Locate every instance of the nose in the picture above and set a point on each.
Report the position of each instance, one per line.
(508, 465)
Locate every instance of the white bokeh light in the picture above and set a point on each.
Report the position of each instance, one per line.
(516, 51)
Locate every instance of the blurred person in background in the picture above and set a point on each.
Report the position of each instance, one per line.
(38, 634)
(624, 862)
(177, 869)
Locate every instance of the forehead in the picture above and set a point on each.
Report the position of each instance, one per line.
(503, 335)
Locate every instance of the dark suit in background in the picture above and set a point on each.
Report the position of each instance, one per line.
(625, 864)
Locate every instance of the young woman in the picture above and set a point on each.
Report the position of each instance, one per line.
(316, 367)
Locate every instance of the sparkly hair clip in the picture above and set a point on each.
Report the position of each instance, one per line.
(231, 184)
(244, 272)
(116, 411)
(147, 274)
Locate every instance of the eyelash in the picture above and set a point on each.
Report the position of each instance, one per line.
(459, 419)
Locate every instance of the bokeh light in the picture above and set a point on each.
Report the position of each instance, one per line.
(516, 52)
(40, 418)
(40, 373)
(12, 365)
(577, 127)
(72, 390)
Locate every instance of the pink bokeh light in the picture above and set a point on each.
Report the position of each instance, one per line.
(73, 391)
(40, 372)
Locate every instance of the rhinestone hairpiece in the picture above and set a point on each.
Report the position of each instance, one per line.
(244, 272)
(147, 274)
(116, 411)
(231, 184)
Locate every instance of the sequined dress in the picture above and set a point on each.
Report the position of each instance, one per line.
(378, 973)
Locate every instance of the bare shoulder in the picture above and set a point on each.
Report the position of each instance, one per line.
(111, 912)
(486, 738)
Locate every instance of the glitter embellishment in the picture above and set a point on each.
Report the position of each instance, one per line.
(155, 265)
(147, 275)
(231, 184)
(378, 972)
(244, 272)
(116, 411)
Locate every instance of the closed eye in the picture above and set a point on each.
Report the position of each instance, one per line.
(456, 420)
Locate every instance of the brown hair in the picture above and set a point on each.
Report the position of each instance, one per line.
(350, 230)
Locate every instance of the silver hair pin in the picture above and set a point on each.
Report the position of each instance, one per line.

+===+

ABOUT THIS EXERCISE: Starting from the records above, filter out all lines except those containing the word "bokeh".

RESULT FOR THIS TASK:
Locate every instance of the white bokeh light in the picture above and set a point on each.
Locate every instance of the bokeh light in the picture above and set a point on each.
Locate every instance of the pink bokeh light in the picture above and set a point on each.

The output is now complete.